Source material:
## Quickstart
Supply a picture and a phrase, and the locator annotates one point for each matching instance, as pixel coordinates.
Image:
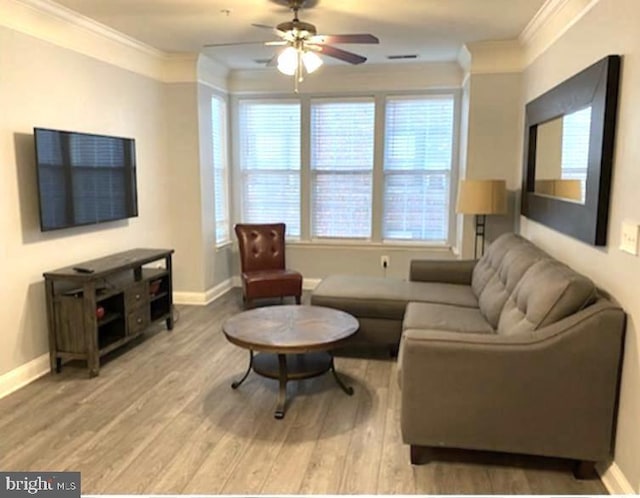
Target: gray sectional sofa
(515, 352)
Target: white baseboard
(203, 298)
(615, 481)
(23, 375)
(307, 283)
(310, 283)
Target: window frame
(315, 173)
(452, 172)
(239, 173)
(380, 98)
(226, 171)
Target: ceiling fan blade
(210, 45)
(354, 38)
(304, 4)
(343, 55)
(263, 26)
(281, 34)
(273, 62)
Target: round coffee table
(294, 343)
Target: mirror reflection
(562, 156)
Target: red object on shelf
(154, 287)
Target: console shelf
(132, 297)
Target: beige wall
(493, 143)
(611, 27)
(184, 178)
(43, 85)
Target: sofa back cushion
(546, 293)
(498, 272)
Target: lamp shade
(288, 61)
(482, 197)
(565, 188)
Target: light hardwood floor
(162, 418)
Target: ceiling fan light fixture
(288, 61)
(311, 61)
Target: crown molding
(495, 57)
(554, 19)
(60, 26)
(65, 14)
(402, 76)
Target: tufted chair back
(261, 246)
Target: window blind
(269, 152)
(575, 147)
(342, 148)
(220, 169)
(417, 168)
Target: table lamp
(480, 198)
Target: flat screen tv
(84, 179)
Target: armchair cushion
(262, 260)
(272, 283)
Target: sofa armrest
(444, 271)
(550, 392)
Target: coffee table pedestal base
(286, 367)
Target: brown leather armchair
(262, 263)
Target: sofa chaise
(515, 352)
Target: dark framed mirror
(568, 145)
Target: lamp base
(481, 220)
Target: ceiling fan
(303, 44)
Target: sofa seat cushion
(377, 297)
(441, 293)
(432, 316)
(371, 297)
(549, 291)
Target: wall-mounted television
(84, 179)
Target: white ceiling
(433, 29)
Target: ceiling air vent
(400, 57)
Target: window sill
(224, 245)
(361, 244)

Required action: Return the records verbatim, minus pictures.

Result for this task:
## Quickstart
Supply a picture and a phrase, and the locator annotates one point for each matching instance, as pixel coordinates.
Image:
Target: gray sectional sofa
(515, 352)
Target: white baseboard
(203, 298)
(615, 481)
(23, 375)
(307, 283)
(310, 283)
Target: window frame
(315, 173)
(452, 172)
(239, 173)
(380, 98)
(226, 171)
Target: ceiling fan blade
(210, 45)
(354, 38)
(304, 4)
(343, 55)
(263, 26)
(281, 34)
(273, 62)
Target: round coffee table
(294, 343)
Target: mirror reflection
(562, 156)
Target: red object on shelf
(154, 287)
Target: console shelf
(132, 297)
Target: beige wall
(493, 143)
(611, 27)
(184, 178)
(43, 85)
Target: sofa back cushion
(546, 293)
(498, 272)
Target: lamp shade
(288, 61)
(482, 197)
(565, 188)
Target: light hardwood floor
(162, 418)
Target: ceiling fan light fixture
(288, 61)
(311, 61)
Target: crown molding
(495, 57)
(554, 19)
(60, 26)
(65, 14)
(402, 76)
Target: tufted chair back
(261, 246)
Target: window blind
(269, 152)
(575, 147)
(342, 148)
(220, 169)
(417, 168)
Target: table lamp
(480, 198)
Target: flat screen tv
(84, 179)
Target: armchair cushion
(262, 260)
(272, 283)
Target: sofa armrest
(444, 271)
(550, 392)
Target: coffee table pedestal base
(286, 367)
Target: brown leather armchair
(262, 263)
Target: sofa chaise
(515, 352)
Target: dark framed mirror
(568, 145)
Target: lamp base
(481, 220)
Target: ceiling fan
(303, 44)
Target: sofa seat cushion
(377, 297)
(441, 293)
(432, 316)
(371, 297)
(549, 291)
Target: wall-mounted television
(84, 179)
Target: white ceiling
(433, 29)
Target: ceiling air vent
(400, 57)
Target: window sill
(224, 245)
(361, 244)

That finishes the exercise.